Exactly repeat the line that contains "find storefront awning", then every line after it up to and including the final line.

· · ·

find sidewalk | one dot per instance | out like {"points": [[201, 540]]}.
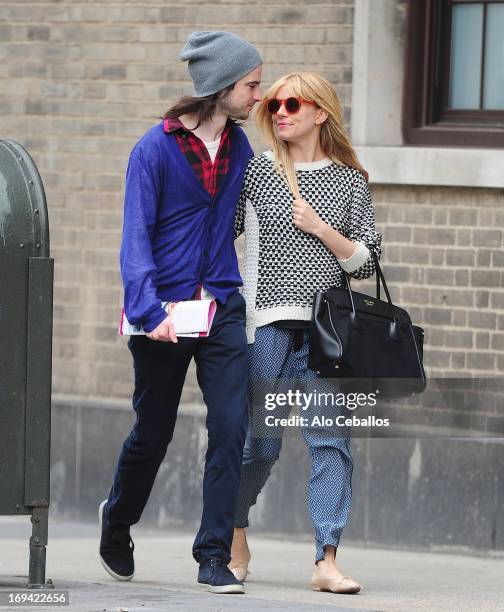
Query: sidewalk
{"points": [[165, 576]]}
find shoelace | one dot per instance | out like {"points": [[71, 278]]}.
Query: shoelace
{"points": [[124, 540]]}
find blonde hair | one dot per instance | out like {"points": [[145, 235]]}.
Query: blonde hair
{"points": [[334, 139]]}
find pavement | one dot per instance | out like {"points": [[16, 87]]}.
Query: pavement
{"points": [[165, 576]]}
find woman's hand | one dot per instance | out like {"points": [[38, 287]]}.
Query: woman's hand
{"points": [[305, 218]]}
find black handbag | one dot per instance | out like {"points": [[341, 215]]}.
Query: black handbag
{"points": [[368, 341]]}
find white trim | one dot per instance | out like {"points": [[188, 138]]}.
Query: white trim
{"points": [[357, 259], [433, 166], [259, 318], [377, 92], [318, 165]]}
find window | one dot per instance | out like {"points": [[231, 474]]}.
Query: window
{"points": [[454, 79]]}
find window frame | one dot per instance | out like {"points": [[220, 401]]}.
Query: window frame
{"points": [[426, 121]]}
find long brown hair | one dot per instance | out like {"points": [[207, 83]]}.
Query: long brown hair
{"points": [[334, 139], [203, 107]]}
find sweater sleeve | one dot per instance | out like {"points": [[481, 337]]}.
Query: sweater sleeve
{"points": [[362, 231], [138, 270], [239, 226]]}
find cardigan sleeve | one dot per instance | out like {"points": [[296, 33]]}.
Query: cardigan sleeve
{"points": [[362, 231], [138, 270]]}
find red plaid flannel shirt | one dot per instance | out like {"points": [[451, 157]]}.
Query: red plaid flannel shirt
{"points": [[210, 174]]}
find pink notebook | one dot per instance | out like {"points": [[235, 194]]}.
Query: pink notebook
{"points": [[191, 318]]}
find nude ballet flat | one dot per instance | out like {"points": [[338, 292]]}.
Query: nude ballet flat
{"points": [[240, 571], [343, 585]]}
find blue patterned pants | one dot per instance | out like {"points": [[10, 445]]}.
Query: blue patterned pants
{"points": [[280, 353]]}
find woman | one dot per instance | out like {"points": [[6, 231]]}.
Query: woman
{"points": [[306, 211]]}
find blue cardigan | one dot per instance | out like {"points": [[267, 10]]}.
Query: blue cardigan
{"points": [[175, 235]]}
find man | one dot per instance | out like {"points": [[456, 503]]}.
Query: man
{"points": [[182, 186]]}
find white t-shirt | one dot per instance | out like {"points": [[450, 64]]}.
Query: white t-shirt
{"points": [[212, 148]]}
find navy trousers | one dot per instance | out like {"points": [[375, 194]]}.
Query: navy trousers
{"points": [[160, 371]]}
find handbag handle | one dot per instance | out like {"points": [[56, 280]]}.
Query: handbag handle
{"points": [[394, 327]]}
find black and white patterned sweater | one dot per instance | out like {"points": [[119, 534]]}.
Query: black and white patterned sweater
{"points": [[284, 266]]}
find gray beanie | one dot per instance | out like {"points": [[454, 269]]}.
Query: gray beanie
{"points": [[218, 59]]}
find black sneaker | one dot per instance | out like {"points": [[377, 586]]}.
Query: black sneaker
{"points": [[215, 576], [116, 548]]}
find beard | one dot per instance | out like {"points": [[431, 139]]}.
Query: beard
{"points": [[232, 110]]}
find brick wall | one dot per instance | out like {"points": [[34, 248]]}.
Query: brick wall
{"points": [[80, 82], [443, 255]]}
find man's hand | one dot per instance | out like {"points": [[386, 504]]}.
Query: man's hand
{"points": [[165, 331], [305, 218]]}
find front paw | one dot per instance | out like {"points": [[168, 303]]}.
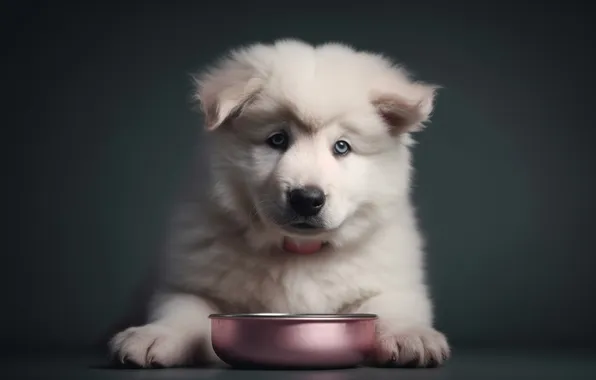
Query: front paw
{"points": [[154, 346], [411, 347]]}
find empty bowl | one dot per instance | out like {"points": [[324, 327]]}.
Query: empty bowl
{"points": [[293, 340]]}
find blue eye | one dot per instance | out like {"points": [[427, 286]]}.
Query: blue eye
{"points": [[278, 140], [341, 148]]}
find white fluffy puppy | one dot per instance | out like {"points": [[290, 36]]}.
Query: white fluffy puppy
{"points": [[307, 208]]}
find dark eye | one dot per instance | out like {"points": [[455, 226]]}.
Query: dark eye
{"points": [[341, 148], [278, 140]]}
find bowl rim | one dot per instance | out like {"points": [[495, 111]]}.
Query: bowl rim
{"points": [[297, 316]]}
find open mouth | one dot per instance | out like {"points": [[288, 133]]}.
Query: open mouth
{"points": [[303, 246], [304, 226]]}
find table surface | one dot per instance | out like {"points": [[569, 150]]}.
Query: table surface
{"points": [[465, 364]]}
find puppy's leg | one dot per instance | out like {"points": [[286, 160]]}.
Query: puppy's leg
{"points": [[178, 334], [405, 336]]}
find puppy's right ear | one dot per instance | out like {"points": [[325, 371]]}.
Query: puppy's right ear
{"points": [[224, 90]]}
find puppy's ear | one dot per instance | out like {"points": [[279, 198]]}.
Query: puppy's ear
{"points": [[224, 90], [408, 110]]}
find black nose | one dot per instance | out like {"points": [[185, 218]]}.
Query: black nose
{"points": [[306, 201]]}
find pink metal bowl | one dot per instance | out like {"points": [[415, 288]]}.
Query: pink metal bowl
{"points": [[293, 340]]}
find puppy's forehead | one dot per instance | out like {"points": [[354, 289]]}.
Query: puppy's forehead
{"points": [[320, 85]]}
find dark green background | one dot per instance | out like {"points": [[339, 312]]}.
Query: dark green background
{"points": [[104, 133]]}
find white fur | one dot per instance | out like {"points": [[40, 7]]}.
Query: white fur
{"points": [[225, 250]]}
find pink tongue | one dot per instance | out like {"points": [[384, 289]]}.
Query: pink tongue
{"points": [[302, 247]]}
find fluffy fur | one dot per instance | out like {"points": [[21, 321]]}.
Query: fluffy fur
{"points": [[225, 252]]}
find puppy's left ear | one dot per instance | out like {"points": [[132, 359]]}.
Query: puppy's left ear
{"points": [[223, 91], [406, 110]]}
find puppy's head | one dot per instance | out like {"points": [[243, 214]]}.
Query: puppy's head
{"points": [[313, 139]]}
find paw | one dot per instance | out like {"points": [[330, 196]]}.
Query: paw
{"points": [[154, 346], [411, 347]]}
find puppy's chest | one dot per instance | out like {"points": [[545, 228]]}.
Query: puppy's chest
{"points": [[295, 286]]}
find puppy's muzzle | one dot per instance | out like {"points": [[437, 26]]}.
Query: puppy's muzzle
{"points": [[307, 201]]}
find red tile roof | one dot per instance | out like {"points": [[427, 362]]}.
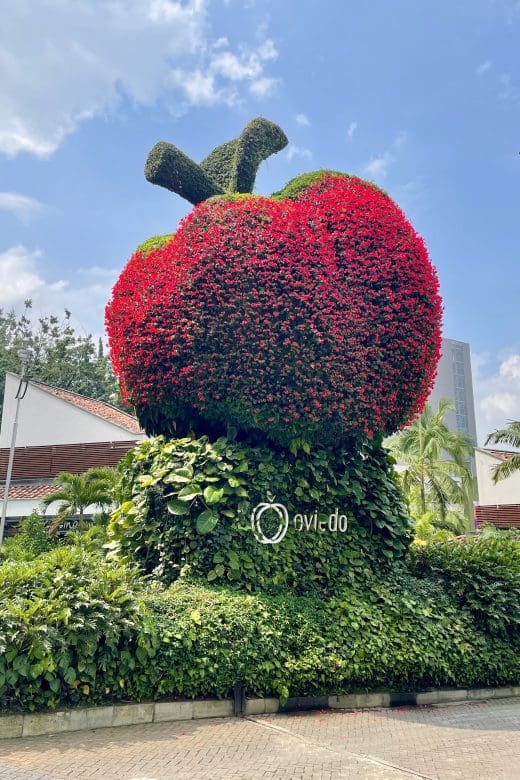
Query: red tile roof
{"points": [[499, 515], [27, 491], [44, 461], [99, 408]]}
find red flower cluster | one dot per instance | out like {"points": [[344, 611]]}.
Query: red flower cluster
{"points": [[310, 318]]}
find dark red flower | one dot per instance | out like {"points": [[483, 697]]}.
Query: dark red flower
{"points": [[314, 318]]}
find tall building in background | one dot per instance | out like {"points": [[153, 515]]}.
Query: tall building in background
{"points": [[454, 383]]}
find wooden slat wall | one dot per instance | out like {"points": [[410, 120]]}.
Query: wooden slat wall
{"points": [[45, 461], [501, 515]]}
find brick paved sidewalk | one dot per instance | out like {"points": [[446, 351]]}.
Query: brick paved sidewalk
{"points": [[471, 741]]}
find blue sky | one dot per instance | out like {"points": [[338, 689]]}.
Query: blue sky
{"points": [[422, 98]]}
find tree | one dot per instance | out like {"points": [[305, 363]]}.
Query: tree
{"points": [[510, 436], [57, 355], [95, 487], [435, 467]]}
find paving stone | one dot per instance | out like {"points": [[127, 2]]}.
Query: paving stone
{"points": [[173, 710], [477, 740]]}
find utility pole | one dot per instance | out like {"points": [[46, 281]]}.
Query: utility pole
{"points": [[20, 393]]}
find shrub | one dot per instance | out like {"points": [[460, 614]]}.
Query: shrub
{"points": [[483, 573], [67, 625], [74, 630], [315, 316], [190, 503], [32, 538], [395, 633]]}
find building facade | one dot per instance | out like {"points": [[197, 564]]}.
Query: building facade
{"points": [[57, 431], [454, 382]]}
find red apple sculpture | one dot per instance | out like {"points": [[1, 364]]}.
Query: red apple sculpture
{"points": [[312, 315]]}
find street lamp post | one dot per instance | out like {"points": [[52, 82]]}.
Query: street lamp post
{"points": [[24, 356]]}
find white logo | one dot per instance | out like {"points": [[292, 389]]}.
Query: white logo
{"points": [[283, 517], [334, 523]]}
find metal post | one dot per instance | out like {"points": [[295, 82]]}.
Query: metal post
{"points": [[19, 395]]}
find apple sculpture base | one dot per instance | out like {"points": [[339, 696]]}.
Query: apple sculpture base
{"points": [[259, 517]]}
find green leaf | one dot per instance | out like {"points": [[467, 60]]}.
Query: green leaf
{"points": [[178, 508], [207, 521], [195, 616], [213, 495], [189, 492]]}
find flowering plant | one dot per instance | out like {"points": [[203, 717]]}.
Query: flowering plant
{"points": [[313, 315]]}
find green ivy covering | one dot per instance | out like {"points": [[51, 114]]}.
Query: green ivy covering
{"points": [[190, 501]]}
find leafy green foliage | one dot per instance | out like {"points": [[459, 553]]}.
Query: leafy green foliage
{"points": [[67, 622], [74, 629], [57, 355], [296, 186], [510, 436], [483, 573], [76, 492], [435, 468], [189, 502], [231, 167], [155, 242], [32, 539]]}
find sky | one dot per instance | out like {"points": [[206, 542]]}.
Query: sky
{"points": [[421, 98]]}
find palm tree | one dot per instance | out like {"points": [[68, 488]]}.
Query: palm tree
{"points": [[435, 464], [510, 436], [78, 491]]}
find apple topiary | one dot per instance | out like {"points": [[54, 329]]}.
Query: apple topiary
{"points": [[311, 316]]}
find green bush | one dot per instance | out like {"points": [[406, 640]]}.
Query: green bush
{"points": [[75, 630], [68, 623], [483, 573], [396, 633], [32, 539], [189, 505]]}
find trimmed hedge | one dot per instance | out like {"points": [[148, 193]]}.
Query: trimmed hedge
{"points": [[312, 317], [189, 506], [483, 575], [74, 629]]}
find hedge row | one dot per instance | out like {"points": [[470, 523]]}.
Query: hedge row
{"points": [[76, 629]]}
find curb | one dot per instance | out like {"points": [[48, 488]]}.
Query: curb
{"points": [[39, 724]]}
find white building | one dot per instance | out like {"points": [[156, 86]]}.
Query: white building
{"points": [[454, 382], [57, 431], [499, 503]]}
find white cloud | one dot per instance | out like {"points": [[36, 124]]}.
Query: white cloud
{"points": [[21, 279], [507, 89], [497, 392], [85, 296], [21, 206], [264, 87], [76, 60], [302, 120], [293, 151], [483, 67], [377, 167], [351, 129]]}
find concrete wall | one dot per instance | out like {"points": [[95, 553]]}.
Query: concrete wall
{"points": [[454, 382], [46, 419], [507, 491]]}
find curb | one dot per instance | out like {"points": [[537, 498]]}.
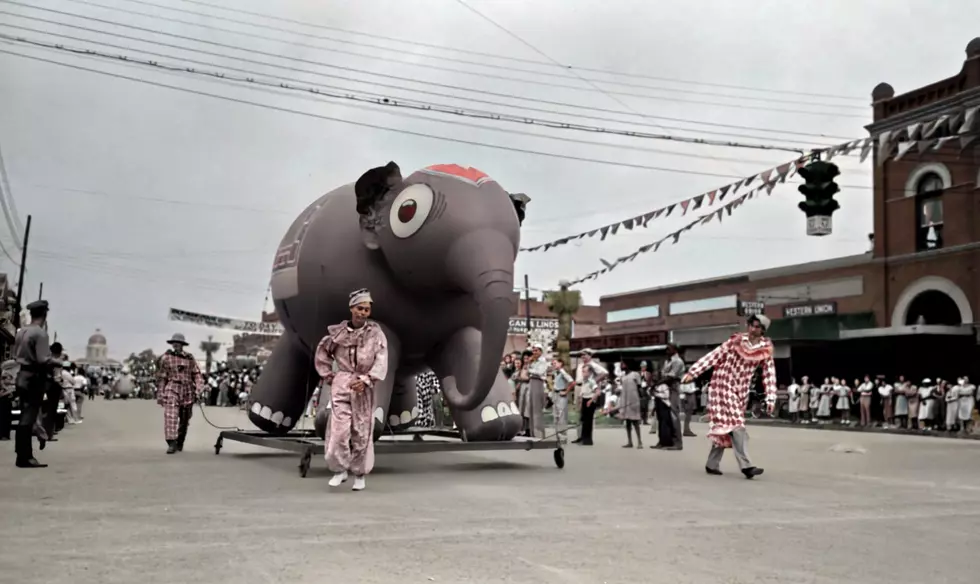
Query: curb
{"points": [[839, 428]]}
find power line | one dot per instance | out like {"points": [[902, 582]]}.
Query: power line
{"points": [[430, 108], [372, 126], [5, 188], [518, 59], [400, 87], [410, 63], [424, 55]]}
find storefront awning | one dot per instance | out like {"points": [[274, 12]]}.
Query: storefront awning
{"points": [[964, 330], [829, 327]]}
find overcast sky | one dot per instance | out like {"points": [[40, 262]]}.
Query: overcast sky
{"points": [[145, 198]]}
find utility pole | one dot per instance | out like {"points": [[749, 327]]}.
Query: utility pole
{"points": [[527, 305], [20, 281]]}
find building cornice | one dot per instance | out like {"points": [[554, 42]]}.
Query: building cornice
{"points": [[964, 99]]}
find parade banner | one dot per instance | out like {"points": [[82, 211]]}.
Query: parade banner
{"points": [[226, 323]]}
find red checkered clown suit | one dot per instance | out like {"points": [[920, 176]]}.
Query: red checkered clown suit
{"points": [[734, 363], [179, 382]]}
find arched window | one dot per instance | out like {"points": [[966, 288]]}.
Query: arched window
{"points": [[929, 183], [928, 190]]}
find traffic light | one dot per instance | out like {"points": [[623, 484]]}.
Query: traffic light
{"points": [[819, 191]]}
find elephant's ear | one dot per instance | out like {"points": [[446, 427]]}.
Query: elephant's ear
{"points": [[520, 201], [373, 185]]}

· · ·

• Complete response:
find storefront awning | one dot per instance | out like {"points": [[274, 12]]}.
Query: storefront awning
{"points": [[964, 330], [829, 327]]}
find overcast sky | one dot per instance | out like {"points": [[40, 262]]}.
Query: overcast sky
{"points": [[145, 198]]}
find utility pole | one dot per instance | out like {"points": [[749, 327]]}.
Query: utility pole
{"points": [[527, 305], [20, 281]]}
find building cornice | one dot per instance | out like {"points": [[554, 42]]}.
Query: building cornice
{"points": [[964, 99]]}
find parade banner | one dot per instance | out like {"points": [[82, 211]]}.
Query: parade banner
{"points": [[226, 323]]}
find red checkered clown suit | one dot per instance | out like {"points": [[920, 176]]}.
Query: red checkered clown suit
{"points": [[734, 363], [179, 382]]}
find arched window | one dot per instance | out like {"points": [[966, 288]]}.
Query: arched window
{"points": [[929, 183], [928, 190]]}
find traffic light | one dot per instance | out like {"points": [[623, 484]]}.
Query: traffic light
{"points": [[819, 191]]}
find elephant's ear | one dot per instance | out like {"points": [[446, 427]]}.
Query: elephant's ear
{"points": [[520, 201], [373, 185]]}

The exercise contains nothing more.